▶ _Task_: For this exercise, return exactly the lines of the material below that begin at the one with "Target: denim fabric texture" and stop after the one with "Q: Point to the palm".

▶ _Data provided_:

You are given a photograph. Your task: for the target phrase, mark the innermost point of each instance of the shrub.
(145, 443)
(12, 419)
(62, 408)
--
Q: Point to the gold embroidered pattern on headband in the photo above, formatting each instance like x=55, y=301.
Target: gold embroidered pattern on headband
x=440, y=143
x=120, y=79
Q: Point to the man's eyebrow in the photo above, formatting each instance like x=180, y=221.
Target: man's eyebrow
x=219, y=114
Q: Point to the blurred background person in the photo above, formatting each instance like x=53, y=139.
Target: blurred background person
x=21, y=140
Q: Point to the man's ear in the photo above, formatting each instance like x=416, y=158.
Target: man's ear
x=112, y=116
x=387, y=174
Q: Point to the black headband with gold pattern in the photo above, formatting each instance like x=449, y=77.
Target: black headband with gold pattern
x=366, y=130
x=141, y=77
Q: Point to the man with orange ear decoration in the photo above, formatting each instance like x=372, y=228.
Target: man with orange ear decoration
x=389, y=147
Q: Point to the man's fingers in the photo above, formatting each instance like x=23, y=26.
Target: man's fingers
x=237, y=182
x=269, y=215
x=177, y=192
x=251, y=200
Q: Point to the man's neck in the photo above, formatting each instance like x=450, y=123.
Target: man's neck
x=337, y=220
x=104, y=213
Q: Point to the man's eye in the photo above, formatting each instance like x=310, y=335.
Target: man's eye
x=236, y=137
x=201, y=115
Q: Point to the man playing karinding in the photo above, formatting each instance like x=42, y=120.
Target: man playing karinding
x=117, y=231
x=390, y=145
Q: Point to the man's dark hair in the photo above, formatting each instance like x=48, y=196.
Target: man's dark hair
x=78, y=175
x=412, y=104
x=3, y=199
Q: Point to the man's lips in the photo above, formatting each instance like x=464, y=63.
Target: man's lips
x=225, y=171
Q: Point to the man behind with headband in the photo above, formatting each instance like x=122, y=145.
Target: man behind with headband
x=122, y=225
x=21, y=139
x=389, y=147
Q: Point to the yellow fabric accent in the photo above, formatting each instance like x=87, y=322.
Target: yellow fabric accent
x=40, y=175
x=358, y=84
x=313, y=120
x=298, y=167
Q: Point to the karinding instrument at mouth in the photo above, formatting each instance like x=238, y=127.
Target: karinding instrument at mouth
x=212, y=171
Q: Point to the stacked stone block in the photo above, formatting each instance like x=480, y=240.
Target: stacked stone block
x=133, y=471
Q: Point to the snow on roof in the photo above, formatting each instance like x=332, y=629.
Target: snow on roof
---
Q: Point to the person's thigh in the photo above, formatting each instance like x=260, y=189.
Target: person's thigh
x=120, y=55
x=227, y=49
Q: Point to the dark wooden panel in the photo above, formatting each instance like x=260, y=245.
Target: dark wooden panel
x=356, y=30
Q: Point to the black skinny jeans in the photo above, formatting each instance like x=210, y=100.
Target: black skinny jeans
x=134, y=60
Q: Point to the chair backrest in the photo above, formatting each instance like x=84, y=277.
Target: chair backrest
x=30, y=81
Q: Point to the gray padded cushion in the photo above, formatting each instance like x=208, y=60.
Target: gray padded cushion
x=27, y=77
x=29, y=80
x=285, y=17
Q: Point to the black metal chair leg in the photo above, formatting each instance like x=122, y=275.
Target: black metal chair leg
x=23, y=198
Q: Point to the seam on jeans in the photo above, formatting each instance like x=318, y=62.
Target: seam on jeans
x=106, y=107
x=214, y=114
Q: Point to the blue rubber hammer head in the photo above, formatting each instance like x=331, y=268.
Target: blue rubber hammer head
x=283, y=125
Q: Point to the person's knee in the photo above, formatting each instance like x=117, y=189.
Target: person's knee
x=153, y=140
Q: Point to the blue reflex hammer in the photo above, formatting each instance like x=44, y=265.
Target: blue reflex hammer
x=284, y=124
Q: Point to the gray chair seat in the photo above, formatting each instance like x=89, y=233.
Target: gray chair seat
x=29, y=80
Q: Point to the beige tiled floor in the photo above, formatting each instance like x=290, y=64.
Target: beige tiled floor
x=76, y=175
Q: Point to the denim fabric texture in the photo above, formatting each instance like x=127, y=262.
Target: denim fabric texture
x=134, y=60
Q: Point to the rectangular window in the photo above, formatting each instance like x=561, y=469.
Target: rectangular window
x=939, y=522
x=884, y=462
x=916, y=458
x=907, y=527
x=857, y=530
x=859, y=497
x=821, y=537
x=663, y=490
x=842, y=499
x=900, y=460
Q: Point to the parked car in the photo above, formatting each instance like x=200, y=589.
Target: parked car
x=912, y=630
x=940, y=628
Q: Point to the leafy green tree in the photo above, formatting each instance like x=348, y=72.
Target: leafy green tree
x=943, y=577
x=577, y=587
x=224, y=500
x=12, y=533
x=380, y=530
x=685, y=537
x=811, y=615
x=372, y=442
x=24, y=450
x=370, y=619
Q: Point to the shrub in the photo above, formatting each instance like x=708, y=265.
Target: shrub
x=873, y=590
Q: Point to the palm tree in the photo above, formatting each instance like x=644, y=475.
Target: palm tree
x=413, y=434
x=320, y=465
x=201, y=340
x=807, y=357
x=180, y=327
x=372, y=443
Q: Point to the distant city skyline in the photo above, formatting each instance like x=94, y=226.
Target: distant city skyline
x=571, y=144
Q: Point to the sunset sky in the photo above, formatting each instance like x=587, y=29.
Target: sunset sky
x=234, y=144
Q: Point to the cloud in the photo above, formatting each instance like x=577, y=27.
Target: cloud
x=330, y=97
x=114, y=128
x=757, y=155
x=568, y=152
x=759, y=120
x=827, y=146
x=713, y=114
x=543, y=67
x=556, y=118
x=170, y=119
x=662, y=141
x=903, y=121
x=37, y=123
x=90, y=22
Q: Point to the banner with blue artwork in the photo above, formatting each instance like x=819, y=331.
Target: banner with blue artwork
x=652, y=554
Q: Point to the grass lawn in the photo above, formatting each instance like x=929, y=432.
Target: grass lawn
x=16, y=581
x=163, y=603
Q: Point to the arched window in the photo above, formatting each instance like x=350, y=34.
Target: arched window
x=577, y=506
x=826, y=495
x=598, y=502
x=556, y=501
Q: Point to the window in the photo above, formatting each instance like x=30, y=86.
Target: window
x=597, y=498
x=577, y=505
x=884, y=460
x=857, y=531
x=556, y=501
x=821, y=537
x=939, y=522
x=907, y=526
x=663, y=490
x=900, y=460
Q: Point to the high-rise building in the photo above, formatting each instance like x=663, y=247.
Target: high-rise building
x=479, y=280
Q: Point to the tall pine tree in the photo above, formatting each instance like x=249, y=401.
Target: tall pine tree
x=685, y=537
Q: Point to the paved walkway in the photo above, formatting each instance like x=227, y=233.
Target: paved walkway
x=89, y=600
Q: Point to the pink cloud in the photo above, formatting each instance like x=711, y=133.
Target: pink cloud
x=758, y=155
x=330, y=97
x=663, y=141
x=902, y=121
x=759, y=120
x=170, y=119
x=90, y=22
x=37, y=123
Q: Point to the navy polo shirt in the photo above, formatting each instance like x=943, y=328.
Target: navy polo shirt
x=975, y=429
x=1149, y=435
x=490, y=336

▶ _Exercise solution_:
Target: denim fabric texture
x=134, y=60
Q: Point to the rectangular window in the photo above, formatting each instance like x=561, y=469.
Target: rectangular window
x=939, y=522
x=884, y=462
x=916, y=458
x=907, y=527
x=857, y=530
x=859, y=497
x=821, y=537
x=663, y=490
x=842, y=499
x=900, y=460
Q: Point to the parked car in the photo above, formatting each instance like x=200, y=589.
Target: parked car
x=912, y=630
x=940, y=628
Q: Point to the leafy green tree in the photo above, formatting each instance like x=348, y=72.
Target: leafy green tree
x=943, y=577
x=577, y=587
x=224, y=500
x=12, y=533
x=380, y=530
x=685, y=537
x=811, y=615
x=372, y=442
x=24, y=450
x=370, y=619
Q: Point to the shrub in the photo above, formatting each instance like x=708, y=265.
Target: shrub
x=873, y=590
Q: Point to the palm tree in the photo above, formatting each instance like x=644, y=475.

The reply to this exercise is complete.